To do:
Under this line are the records; write out word for word the part that begins at the line containing "point like [949,350]." and ends at the line containing "point like [830,643].", and no more.
══ Data extracts
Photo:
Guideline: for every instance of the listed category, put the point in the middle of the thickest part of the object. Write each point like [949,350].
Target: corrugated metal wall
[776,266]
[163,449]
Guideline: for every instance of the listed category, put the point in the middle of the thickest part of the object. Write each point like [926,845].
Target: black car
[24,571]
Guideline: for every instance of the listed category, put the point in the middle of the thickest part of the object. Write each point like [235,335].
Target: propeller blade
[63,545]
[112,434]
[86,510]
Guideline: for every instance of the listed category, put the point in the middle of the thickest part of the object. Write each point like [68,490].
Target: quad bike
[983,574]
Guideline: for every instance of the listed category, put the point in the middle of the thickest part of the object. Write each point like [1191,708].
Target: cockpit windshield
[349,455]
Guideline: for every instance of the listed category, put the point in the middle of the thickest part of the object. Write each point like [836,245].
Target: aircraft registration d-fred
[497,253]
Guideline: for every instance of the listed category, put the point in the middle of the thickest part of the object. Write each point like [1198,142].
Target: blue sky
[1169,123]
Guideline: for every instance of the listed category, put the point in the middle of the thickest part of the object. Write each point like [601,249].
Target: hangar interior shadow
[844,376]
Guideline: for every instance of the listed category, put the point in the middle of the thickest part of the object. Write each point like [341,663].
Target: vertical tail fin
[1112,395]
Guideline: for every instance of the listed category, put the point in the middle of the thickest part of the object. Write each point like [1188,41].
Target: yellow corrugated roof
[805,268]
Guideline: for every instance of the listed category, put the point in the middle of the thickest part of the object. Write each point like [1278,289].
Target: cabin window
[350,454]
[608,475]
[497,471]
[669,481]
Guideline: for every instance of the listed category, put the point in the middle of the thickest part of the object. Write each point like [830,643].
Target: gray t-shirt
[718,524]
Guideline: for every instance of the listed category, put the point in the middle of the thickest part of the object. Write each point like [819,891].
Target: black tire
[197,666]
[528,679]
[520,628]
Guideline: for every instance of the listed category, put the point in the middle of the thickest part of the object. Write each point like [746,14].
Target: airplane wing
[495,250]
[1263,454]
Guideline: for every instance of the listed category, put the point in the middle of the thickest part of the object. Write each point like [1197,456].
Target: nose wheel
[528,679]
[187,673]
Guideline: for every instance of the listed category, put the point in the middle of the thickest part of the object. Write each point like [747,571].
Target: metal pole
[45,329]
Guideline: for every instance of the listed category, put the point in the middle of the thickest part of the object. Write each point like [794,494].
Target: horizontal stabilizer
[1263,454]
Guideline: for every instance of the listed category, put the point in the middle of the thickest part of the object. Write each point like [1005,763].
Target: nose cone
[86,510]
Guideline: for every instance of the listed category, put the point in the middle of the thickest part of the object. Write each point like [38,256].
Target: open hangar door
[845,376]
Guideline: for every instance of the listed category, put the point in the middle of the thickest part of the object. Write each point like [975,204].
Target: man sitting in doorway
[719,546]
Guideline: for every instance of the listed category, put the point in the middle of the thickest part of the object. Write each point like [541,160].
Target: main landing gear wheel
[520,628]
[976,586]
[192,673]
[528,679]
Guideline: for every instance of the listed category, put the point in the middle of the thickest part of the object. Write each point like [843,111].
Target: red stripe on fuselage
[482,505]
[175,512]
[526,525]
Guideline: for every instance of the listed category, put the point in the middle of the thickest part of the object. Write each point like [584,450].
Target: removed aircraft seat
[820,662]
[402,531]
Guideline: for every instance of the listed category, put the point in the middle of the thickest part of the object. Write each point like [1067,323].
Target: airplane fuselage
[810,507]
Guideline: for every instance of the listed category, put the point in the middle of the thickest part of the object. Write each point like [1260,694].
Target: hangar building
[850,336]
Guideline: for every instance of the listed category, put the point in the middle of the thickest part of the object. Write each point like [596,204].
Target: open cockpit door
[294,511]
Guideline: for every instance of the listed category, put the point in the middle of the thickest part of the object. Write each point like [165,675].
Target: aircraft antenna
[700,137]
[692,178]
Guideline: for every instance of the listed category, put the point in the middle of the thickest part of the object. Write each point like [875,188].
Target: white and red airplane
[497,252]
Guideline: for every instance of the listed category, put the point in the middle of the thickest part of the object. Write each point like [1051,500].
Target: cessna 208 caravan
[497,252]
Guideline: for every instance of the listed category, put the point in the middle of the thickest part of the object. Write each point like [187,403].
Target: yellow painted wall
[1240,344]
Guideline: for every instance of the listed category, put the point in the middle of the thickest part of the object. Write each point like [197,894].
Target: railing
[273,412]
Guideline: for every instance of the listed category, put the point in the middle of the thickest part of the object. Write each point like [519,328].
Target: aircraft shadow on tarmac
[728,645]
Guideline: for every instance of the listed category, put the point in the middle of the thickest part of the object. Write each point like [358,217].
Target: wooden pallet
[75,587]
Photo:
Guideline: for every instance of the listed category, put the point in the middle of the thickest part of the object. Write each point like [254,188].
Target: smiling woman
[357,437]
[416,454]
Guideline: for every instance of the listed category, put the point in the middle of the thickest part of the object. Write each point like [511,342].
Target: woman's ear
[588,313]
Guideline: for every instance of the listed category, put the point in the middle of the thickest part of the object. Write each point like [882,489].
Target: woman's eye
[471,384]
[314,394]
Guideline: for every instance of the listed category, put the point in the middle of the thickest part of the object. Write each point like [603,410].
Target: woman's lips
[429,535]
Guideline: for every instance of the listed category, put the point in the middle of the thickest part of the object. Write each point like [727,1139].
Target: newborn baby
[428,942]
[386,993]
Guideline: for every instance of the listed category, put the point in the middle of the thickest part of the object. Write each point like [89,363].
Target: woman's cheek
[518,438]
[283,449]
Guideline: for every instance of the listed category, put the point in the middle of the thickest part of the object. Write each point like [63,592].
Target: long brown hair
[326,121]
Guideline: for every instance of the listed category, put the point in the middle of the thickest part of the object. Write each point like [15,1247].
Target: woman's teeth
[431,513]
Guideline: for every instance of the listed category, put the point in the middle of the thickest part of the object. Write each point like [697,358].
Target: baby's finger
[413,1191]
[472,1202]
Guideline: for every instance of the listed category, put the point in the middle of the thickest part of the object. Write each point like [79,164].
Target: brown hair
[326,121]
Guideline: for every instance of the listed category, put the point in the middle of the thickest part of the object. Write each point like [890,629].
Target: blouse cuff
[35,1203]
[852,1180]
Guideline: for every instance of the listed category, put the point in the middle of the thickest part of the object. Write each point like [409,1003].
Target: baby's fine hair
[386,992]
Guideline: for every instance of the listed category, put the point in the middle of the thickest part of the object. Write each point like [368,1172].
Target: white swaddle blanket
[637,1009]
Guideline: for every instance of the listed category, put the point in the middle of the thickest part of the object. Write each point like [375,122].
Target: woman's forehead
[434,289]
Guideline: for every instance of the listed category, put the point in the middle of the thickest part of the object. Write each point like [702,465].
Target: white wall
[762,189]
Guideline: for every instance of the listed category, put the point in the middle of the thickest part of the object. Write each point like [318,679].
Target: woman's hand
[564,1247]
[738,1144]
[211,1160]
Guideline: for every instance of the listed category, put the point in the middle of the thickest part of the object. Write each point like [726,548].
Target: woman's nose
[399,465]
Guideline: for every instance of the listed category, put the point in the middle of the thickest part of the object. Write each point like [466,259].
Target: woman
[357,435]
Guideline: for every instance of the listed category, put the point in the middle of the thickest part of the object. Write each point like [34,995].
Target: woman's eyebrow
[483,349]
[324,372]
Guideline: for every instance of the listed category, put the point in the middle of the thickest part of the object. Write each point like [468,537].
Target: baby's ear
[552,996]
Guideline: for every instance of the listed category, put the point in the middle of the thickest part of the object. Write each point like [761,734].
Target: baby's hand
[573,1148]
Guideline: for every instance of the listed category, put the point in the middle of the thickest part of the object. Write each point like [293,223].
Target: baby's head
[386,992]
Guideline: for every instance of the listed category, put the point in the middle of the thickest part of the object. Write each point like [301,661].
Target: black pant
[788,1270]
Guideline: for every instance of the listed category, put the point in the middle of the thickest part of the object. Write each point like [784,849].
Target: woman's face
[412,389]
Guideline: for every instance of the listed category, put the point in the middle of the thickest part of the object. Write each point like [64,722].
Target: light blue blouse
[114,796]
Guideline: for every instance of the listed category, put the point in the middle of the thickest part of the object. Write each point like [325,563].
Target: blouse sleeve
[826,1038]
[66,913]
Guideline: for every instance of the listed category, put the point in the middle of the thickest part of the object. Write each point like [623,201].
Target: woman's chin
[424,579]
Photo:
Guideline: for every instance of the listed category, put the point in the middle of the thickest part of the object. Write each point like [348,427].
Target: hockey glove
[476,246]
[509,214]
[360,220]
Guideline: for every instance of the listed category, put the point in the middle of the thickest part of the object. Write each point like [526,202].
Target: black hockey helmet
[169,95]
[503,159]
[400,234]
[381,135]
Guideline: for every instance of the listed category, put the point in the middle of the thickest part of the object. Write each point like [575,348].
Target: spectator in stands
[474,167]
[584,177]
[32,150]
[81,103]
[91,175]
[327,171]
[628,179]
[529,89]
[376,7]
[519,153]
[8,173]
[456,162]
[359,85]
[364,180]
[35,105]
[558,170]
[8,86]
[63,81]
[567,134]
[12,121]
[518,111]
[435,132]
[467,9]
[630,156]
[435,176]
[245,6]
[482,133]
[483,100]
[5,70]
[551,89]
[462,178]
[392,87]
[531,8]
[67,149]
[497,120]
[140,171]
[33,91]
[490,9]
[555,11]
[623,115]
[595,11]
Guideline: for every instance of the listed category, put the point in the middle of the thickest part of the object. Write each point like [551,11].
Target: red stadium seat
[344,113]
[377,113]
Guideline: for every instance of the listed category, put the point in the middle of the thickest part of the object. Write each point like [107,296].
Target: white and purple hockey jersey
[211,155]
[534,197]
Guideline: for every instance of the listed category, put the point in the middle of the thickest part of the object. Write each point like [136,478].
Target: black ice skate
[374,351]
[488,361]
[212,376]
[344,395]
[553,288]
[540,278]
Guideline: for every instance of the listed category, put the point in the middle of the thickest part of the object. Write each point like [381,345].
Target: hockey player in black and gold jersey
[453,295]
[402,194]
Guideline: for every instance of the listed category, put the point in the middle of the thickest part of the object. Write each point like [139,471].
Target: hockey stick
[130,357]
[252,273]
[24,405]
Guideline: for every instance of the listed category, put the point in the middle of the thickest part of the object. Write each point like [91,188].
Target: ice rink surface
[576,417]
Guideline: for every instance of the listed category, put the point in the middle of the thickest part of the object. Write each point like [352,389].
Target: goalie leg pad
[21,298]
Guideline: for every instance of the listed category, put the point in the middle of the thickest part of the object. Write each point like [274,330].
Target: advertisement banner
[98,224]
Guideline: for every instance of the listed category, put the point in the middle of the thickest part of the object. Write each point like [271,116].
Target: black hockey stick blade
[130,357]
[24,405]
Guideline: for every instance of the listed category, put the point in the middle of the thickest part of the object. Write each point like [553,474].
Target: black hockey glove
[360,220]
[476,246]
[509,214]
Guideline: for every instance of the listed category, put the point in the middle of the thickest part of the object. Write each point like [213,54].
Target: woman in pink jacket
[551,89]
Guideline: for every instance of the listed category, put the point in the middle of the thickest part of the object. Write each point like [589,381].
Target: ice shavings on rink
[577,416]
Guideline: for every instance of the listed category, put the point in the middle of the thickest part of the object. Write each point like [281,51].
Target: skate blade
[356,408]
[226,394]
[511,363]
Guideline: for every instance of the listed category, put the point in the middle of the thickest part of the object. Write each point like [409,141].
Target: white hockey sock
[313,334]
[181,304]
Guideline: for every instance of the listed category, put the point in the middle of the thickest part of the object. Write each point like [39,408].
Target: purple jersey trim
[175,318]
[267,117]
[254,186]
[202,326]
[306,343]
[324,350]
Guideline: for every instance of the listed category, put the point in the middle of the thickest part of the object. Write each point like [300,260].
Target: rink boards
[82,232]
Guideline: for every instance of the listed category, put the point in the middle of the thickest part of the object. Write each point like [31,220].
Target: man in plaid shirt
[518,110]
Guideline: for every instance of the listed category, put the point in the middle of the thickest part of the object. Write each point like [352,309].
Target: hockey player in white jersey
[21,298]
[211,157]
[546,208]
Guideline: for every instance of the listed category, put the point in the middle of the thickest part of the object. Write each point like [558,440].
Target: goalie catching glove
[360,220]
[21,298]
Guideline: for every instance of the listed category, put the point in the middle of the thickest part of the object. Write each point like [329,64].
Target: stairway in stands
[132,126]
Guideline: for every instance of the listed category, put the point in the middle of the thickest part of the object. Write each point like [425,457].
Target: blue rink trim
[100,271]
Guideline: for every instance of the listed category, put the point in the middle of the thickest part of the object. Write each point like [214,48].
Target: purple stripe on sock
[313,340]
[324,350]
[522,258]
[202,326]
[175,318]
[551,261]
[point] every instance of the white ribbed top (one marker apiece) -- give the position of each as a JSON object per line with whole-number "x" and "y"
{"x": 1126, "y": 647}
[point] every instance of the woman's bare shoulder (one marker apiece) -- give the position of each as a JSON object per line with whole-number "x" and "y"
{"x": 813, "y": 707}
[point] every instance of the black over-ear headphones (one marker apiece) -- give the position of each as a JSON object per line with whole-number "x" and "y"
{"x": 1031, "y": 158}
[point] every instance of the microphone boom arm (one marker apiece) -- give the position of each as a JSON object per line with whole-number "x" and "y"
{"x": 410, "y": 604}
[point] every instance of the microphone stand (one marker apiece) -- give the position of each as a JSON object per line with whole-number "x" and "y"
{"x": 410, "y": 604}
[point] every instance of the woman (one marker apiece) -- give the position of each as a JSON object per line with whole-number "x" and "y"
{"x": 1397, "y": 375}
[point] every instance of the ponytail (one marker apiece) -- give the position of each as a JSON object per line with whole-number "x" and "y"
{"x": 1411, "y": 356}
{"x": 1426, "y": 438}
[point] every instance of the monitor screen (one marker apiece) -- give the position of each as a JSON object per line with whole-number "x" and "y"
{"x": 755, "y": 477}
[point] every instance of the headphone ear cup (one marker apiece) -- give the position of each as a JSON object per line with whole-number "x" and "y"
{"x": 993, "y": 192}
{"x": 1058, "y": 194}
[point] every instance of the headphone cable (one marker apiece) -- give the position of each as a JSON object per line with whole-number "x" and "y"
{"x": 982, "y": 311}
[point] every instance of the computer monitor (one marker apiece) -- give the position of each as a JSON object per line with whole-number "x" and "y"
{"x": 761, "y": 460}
════
Response area:
Guideline: for every instance of the listed category, put the point in the middle of the thickest part of the object. Write each point like [949,350].
Target: corrugated metal wall
[776,266]
[163,449]
Guideline: for every instance of the listed category, put the point in the middle of the thickest part of the object. Write each point like [926,845].
Target: black car
[24,571]
Guideline: for every instance of the listed category, put the point in the middle of the thickest part of the object. Write each point like [235,335].
Target: propeller blade
[63,545]
[112,434]
[86,510]
Guideline: for every instance of the listed category, put the point in the middle of the thickest part of the object. Write each point like [68,490].
Target: quad bike
[983,574]
Guideline: for every instance of the listed category, put the point in the middle of the thickest part of the object. Write each point like [1191,708].
Target: cockpit windshield
[349,455]
Guideline: for every instance of the listed category, put the point in the middle of the thickest part of the object. Write each point like [836,245].
Target: aircraft registration d-fred
[497,253]
Guideline: for every instance of the listed category, put the point in the middle of the thickest part of the object. Write each point like [1198,142].
Target: blue sky
[1169,123]
Guideline: for every instance of the listed category, put the point in the middle of the thickest part of the object. Write each point like [601,249].
Target: hangar interior shadow
[844,376]
Guideline: for every instance of the listed category, put the point in the middle of the thickest part of the object. Write each point like [341,663].
Target: vertical tail fin
[1112,395]
Guideline: for every instance of the listed category, put the point in the middle of the thickest part of the object. Write each point like [1188,41].
Target: yellow corrugated roof
[805,268]
Guideline: for every instance of the listed category, put the point in the middle of the thickest part of the object. Write each point like [1278,289].
Target: cabin window
[350,454]
[608,475]
[497,471]
[669,481]
Guideline: for every instance of the listed category, put the point in the middle of the thickest part of the object. Write each point like [830,643].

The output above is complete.